Your team now has three agents:

  • Alex (Lead)
  • Blake (Teammate · Backend)
  • Quinn (Teammate · QA)

You'll notice each teammate shows status chips: idle, active, completed, failed — these reflect their lifecycle state (see Agents and Teams#lifecycle).


Step 4 — Give the Lead a task

In the Lead chat panel, type:

"Write a Python HTTP server that returns the current time as JSON. Then have Quinn write a test for it. Track progress on the task board."

Hit send.

Watch what happens:

  1. Alex (Lead) reasons about the work, then uses the task board MCP tool to create two tasks:
    • TASK-001 · Write HTTP server → assigned to Blake
    • TASK-002 · Write test for server → assigned to Quinn, blocked by TASK-001
  2. Alex then sends a message to Blake via the team mailbox.
  3. Blake's status flips to active; their chat panel starts streaming output. Blake writes the server, commits work to the workspace, updates the task status to completed, and sends an on_task_complete message back to Alex.
  4. Alex sees the completion, and because TASK-002 was blocked by TASK-001, it now unblocks. Alex messages Quinn.
  5. Quinn runs, writes the test, reports back.
  6. Alex summarizes the full run back to you in chat.

What you just saw — the mental model

Three primitives make TitanX tick:

Primitive What it does Where it lives
Mailbox Async agent-to-agent messaging Team MCP server, stdio or TCP
Task board Shared state — who's doing what, progress notes, dependencies team_tasks SQLite table, MCP tool exposes it
Wake loop When a teammate receives a message or task, a wake coordinator starts their turn TeammateManager in main process

The Lead gets no special permissions — it uses the same MCP tools (create_task, send_message, list_teammates) every other agent has access to. The "Lead role" is purely by convention + a status-bar hint.


What to try next

Now that you have a working team:

  • 📋 Explore the Sprint Board — click the board icon in the team view for a Kanban view of tasks. See The Sprint Board.
  • 🧠 Turn on Caveman Mode — for longer conversations, save 30–75% tokens. See Caveman Mode.
  • 👑 Try Queen Mode — for more autonomous teams with drift detection. See Agents and Teams#queen-mode.
  • 🗓 Schedule recurring work — daily stand-ups, nightly QA sweeps. See Cron and Scheduled Tasks.
  • 🌐 Go multi-device — spread teams across multiple machines with Fleet Mode. See Fleet Mode Overview.

Collection entries

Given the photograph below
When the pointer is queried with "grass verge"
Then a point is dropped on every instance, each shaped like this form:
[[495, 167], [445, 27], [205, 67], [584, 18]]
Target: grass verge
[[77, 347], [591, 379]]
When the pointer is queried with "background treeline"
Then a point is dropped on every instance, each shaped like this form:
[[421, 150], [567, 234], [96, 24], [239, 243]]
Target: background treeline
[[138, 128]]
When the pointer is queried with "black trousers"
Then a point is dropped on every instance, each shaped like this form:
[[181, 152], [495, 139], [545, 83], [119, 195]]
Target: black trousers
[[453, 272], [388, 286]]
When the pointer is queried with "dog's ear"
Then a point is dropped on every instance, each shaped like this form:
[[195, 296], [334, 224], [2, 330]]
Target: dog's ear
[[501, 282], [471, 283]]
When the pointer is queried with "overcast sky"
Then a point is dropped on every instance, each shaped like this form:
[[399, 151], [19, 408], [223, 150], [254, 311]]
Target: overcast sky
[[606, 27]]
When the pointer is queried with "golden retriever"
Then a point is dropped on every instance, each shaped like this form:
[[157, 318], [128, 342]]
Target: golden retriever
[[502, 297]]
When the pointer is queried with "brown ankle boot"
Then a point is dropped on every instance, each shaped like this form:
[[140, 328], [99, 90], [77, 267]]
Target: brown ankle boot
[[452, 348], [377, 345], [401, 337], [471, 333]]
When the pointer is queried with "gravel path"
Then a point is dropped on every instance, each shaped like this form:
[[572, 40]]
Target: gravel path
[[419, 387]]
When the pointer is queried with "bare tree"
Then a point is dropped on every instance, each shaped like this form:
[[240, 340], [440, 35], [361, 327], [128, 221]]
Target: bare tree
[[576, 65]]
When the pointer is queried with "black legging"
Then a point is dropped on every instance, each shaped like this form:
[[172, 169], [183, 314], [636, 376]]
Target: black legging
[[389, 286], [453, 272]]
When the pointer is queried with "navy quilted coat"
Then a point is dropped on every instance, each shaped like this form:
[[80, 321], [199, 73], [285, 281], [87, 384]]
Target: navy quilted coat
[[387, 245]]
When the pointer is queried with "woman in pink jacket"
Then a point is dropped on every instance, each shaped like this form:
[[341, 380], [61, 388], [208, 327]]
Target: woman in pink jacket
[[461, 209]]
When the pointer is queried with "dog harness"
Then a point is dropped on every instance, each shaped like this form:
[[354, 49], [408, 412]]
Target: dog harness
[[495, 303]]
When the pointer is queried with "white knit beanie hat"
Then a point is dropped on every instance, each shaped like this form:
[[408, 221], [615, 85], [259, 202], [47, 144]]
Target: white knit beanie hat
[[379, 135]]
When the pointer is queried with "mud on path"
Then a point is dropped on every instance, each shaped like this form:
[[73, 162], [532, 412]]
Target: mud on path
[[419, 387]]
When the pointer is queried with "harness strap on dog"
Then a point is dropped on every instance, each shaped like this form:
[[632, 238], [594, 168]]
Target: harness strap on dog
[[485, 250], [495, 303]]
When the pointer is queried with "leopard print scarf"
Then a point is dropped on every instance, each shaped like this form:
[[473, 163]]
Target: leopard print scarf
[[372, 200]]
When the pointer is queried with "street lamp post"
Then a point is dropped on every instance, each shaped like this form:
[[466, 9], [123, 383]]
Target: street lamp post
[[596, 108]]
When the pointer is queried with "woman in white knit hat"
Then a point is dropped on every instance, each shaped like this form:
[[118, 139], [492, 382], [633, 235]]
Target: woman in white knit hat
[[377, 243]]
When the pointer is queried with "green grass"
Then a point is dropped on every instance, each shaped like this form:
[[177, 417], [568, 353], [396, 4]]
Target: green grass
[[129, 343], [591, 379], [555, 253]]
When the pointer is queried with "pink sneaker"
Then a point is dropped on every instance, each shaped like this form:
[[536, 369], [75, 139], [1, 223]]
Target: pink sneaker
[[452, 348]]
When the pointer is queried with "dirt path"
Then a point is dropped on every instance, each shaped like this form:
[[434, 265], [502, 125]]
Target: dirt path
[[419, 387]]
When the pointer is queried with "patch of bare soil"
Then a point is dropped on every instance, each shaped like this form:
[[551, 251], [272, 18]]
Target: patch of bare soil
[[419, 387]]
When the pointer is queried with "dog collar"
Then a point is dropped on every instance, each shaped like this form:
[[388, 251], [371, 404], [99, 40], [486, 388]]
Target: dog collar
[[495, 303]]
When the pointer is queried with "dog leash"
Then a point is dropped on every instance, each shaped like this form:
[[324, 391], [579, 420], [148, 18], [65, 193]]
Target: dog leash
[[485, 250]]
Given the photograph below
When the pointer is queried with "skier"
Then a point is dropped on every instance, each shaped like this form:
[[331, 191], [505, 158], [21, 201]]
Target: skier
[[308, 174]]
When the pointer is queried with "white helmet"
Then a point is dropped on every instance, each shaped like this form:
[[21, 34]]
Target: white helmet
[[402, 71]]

**Activity 1:** In the TitanX quickstart excerpt, which task must be finished before Quinn's test task can proceed?
**Activity 2:** Print the TitanX quickstart excerpt word for word, from "The Lead gets" to "See Caveman Mode.".

**Solution 1:** TASK-001, writing the HTTP server.

**Solution 2:**
The Lead gets no special permissions — it uses the same MCP tools (create_task, send_message, list_teammates) every other agent has access to. The "Lead role" is purely by convention + a status-bar hint.


What to try next

Now that you have a working team:

  • 📋 Explore the Sprint Board — click the board icon in the team view for a Kanban view of tasks. See The Sprint Board.
  • 🧠 Turn on Caveman Mode — for longer conversations, save 30–75% tokens. See Caveman Mode.